Listed entries:
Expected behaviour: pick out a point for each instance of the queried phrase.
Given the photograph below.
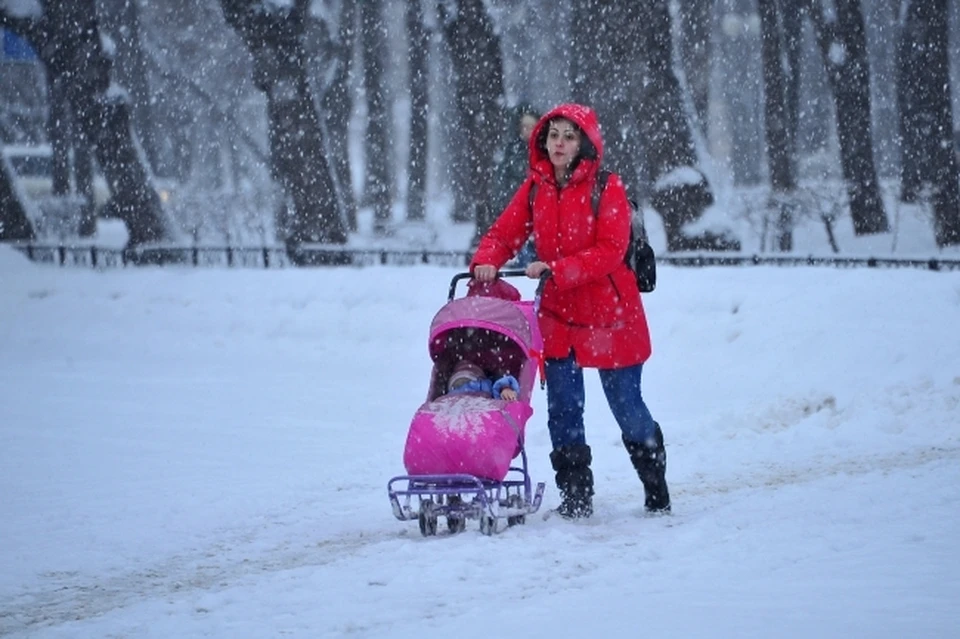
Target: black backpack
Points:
(639, 256)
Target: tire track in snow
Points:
(74, 597)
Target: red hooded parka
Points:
(591, 306)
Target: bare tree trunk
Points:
(337, 106)
(14, 223)
(741, 93)
(419, 102)
(122, 19)
(671, 157)
(779, 115)
(378, 183)
(67, 38)
(478, 79)
(843, 45)
(696, 53)
(600, 56)
(926, 119)
(273, 34)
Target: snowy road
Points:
(205, 454)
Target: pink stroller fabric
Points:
(470, 433)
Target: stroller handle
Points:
(466, 275)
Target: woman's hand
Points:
(484, 272)
(536, 269)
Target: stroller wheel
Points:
(488, 524)
(456, 521)
(456, 524)
(427, 519)
(516, 501)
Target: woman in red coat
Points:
(590, 312)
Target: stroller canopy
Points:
(515, 320)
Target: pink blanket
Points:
(466, 434)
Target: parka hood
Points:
(583, 116)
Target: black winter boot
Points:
(650, 463)
(574, 480)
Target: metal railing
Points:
(268, 257)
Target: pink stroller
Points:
(460, 448)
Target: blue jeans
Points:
(566, 397)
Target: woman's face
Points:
(563, 142)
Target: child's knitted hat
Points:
(465, 371)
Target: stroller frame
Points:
(461, 497)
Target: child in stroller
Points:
(460, 444)
(468, 377)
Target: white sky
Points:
(205, 453)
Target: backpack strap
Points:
(603, 176)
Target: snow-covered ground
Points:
(205, 453)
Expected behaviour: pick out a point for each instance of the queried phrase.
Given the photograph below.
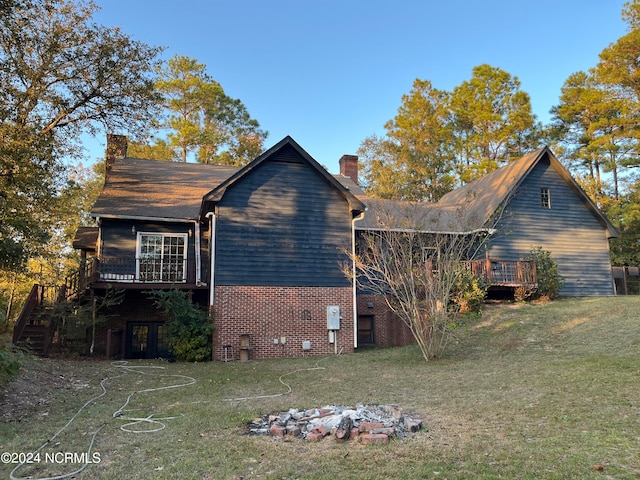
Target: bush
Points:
(469, 292)
(549, 280)
(189, 327)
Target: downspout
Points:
(212, 256)
(353, 266)
(196, 233)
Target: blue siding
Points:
(282, 224)
(573, 235)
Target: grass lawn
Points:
(545, 391)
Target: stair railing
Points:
(33, 301)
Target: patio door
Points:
(146, 340)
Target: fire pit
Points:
(363, 423)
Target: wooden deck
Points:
(505, 273)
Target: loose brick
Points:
(368, 426)
(412, 424)
(374, 439)
(388, 431)
(320, 429)
(277, 431)
(314, 436)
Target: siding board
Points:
(575, 238)
(283, 225)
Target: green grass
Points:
(544, 391)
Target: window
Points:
(161, 257)
(545, 197)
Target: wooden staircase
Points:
(35, 326)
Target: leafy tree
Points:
(439, 139)
(415, 160)
(598, 118)
(588, 121)
(625, 250)
(189, 327)
(550, 282)
(420, 274)
(61, 75)
(493, 121)
(202, 119)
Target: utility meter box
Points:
(333, 317)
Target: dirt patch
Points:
(41, 383)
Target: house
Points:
(263, 247)
(534, 201)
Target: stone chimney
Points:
(349, 167)
(116, 150)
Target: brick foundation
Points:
(297, 314)
(389, 330)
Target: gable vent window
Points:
(545, 197)
(161, 257)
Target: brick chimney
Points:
(349, 167)
(116, 150)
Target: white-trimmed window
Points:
(161, 257)
(545, 197)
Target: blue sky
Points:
(330, 73)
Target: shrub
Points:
(469, 292)
(189, 327)
(549, 280)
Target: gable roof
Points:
(158, 190)
(400, 215)
(470, 207)
(216, 194)
(141, 189)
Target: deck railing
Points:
(132, 270)
(505, 273)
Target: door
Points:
(146, 340)
(365, 330)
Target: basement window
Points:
(161, 257)
(545, 197)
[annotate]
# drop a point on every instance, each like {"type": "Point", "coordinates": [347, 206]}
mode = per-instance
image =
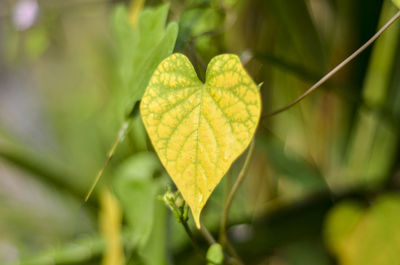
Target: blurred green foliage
{"type": "Point", "coordinates": [323, 184]}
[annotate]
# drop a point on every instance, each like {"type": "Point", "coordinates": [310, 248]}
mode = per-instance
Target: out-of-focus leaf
{"type": "Point", "coordinates": [110, 226]}
{"type": "Point", "coordinates": [291, 165]}
{"type": "Point", "coordinates": [341, 221]}
{"type": "Point", "coordinates": [137, 191]}
{"type": "Point", "coordinates": [134, 11]}
{"type": "Point", "coordinates": [215, 254]}
{"type": "Point", "coordinates": [365, 237]}
{"type": "Point", "coordinates": [194, 23]}
{"type": "Point", "coordinates": [37, 42]}
{"type": "Point", "coordinates": [198, 130]}
{"type": "Point", "coordinates": [140, 50]}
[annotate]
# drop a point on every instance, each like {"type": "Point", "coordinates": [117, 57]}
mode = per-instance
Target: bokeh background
{"type": "Point", "coordinates": [323, 184]}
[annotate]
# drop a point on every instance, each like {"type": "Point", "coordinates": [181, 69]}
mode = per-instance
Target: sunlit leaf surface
{"type": "Point", "coordinates": [198, 129]}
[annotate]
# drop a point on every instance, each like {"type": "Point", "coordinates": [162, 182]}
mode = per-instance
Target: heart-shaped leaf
{"type": "Point", "coordinates": [198, 129]}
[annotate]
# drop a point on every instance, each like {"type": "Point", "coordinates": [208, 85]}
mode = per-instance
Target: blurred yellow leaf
{"type": "Point", "coordinates": [198, 129]}
{"type": "Point", "coordinates": [110, 227]}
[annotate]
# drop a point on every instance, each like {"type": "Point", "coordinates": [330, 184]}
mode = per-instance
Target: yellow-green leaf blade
{"type": "Point", "coordinates": [198, 129]}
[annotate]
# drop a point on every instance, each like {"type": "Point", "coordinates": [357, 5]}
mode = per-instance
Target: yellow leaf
{"type": "Point", "coordinates": [198, 129]}
{"type": "Point", "coordinates": [110, 226]}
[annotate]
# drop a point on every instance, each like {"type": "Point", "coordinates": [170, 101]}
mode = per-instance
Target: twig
{"type": "Point", "coordinates": [120, 136]}
{"type": "Point", "coordinates": [337, 68]}
{"type": "Point", "coordinates": [222, 235]}
{"type": "Point", "coordinates": [207, 235]}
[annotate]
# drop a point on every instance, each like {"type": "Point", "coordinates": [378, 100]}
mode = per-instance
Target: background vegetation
{"type": "Point", "coordinates": [323, 182]}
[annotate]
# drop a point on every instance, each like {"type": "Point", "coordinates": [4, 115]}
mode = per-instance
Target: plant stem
{"type": "Point", "coordinates": [191, 237]}
{"type": "Point", "coordinates": [120, 136]}
{"type": "Point", "coordinates": [337, 68]}
{"type": "Point", "coordinates": [222, 235]}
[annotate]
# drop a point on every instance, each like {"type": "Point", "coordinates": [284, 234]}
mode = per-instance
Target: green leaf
{"type": "Point", "coordinates": [137, 192]}
{"type": "Point", "coordinates": [353, 233]}
{"type": "Point", "coordinates": [139, 50]}
{"type": "Point", "coordinates": [215, 254]}
{"type": "Point", "coordinates": [198, 129]}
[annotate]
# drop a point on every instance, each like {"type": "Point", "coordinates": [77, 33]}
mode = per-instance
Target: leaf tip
{"type": "Point", "coordinates": [196, 218]}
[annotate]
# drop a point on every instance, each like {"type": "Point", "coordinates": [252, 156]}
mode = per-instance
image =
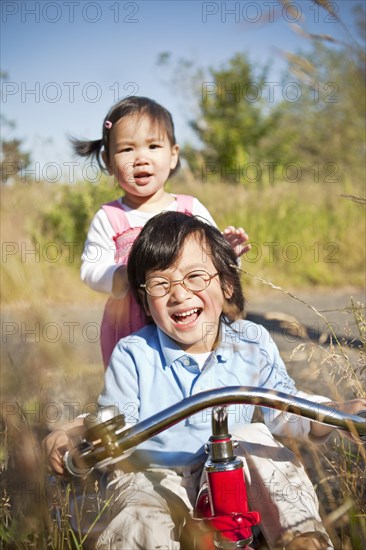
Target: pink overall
{"type": "Point", "coordinates": [122, 316]}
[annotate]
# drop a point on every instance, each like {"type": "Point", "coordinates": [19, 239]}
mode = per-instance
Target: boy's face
{"type": "Point", "coordinates": [191, 319]}
{"type": "Point", "coordinates": [140, 156]}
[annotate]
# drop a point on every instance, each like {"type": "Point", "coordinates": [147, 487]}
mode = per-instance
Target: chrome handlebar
{"type": "Point", "coordinates": [109, 438]}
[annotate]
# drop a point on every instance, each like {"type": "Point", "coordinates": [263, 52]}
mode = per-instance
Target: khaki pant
{"type": "Point", "coordinates": [149, 509]}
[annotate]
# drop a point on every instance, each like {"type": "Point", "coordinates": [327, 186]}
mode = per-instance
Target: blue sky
{"type": "Point", "coordinates": [67, 62]}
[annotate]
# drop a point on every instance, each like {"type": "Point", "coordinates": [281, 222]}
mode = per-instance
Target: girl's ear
{"type": "Point", "coordinates": [175, 156]}
{"type": "Point", "coordinates": [228, 290]}
{"type": "Point", "coordinates": [106, 162]}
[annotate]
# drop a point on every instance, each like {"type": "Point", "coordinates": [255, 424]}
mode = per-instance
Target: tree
{"type": "Point", "coordinates": [234, 124]}
{"type": "Point", "coordinates": [12, 158]}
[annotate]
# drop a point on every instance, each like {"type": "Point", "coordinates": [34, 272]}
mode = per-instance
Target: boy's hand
{"type": "Point", "coordinates": [54, 447]}
{"type": "Point", "coordinates": [55, 444]}
{"type": "Point", "coordinates": [353, 406]}
{"type": "Point", "coordinates": [237, 239]}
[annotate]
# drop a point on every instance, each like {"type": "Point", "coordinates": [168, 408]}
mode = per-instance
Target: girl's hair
{"type": "Point", "coordinates": [160, 244]}
{"type": "Point", "coordinates": [132, 105]}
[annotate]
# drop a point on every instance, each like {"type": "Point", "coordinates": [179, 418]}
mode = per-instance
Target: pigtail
{"type": "Point", "coordinates": [89, 149]}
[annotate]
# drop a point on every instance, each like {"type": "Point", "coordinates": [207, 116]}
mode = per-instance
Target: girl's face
{"type": "Point", "coordinates": [140, 157]}
{"type": "Point", "coordinates": [190, 318]}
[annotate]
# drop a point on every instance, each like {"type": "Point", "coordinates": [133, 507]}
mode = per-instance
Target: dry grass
{"type": "Point", "coordinates": [51, 364]}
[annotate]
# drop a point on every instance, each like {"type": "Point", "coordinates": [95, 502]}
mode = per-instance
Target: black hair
{"type": "Point", "coordinates": [128, 106]}
{"type": "Point", "coordinates": [160, 243]}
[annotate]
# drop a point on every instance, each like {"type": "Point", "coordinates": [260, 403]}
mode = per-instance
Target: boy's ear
{"type": "Point", "coordinates": [143, 297]}
{"type": "Point", "coordinates": [228, 290]}
{"type": "Point", "coordinates": [107, 164]}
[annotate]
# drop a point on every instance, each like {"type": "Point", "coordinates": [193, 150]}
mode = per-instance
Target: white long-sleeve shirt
{"type": "Point", "coordinates": [98, 264]}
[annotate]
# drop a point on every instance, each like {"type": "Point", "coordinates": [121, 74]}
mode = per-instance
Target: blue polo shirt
{"type": "Point", "coordinates": [149, 372]}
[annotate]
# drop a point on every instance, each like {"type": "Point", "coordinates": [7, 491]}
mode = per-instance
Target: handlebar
{"type": "Point", "coordinates": [109, 439]}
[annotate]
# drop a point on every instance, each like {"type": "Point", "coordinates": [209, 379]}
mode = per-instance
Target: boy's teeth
{"type": "Point", "coordinates": [186, 313]}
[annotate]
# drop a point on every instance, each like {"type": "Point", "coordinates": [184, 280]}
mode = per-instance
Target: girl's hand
{"type": "Point", "coordinates": [237, 239]}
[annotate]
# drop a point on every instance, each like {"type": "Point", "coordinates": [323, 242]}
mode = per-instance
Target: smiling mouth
{"type": "Point", "coordinates": [187, 317]}
{"type": "Point", "coordinates": [142, 176]}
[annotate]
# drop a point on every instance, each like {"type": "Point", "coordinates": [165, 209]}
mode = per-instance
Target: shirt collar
{"type": "Point", "coordinates": [171, 350]}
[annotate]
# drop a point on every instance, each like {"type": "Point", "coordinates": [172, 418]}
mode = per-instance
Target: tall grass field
{"type": "Point", "coordinates": [306, 236]}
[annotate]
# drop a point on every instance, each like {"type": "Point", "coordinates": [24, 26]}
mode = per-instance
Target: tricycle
{"type": "Point", "coordinates": [221, 515]}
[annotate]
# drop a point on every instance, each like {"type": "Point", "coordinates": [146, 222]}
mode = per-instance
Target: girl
{"type": "Point", "coordinates": [183, 273]}
{"type": "Point", "coordinates": [138, 147]}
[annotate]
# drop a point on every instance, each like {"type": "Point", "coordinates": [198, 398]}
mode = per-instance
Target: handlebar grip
{"type": "Point", "coordinates": [71, 459]}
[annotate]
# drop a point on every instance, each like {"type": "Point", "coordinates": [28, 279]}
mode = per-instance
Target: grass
{"type": "Point", "coordinates": [50, 356]}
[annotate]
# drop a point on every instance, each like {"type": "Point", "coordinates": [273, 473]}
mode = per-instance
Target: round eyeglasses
{"type": "Point", "coordinates": [194, 281]}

Work instructions: Only the lines from the beginning of the records through the line bearing "Target: stroller wheel" belong in the answer, copied word for word with pictures left out.

Output for this exercise:
Expected behaviour: pick out a point for each instance of the queried phrase.
Given the photograph below.
Target: black backpack
Points:
(639, 256)
Target: tire track in snow
Points:
(74, 597)
Target: red hooded parka
Points:
(591, 306)
Target: bare tree trunk
Points:
(337, 106)
(14, 223)
(741, 93)
(419, 102)
(122, 19)
(671, 157)
(779, 115)
(378, 183)
(67, 38)
(478, 79)
(843, 45)
(696, 53)
(600, 56)
(926, 119)
(273, 34)
Target: snowy road
Points:
(205, 454)
Target: pink stroller fabric
Points:
(470, 433)
Target: stroller handle
Points:
(466, 275)
Target: woman's hand
Points:
(484, 272)
(536, 269)
Target: stroller wheel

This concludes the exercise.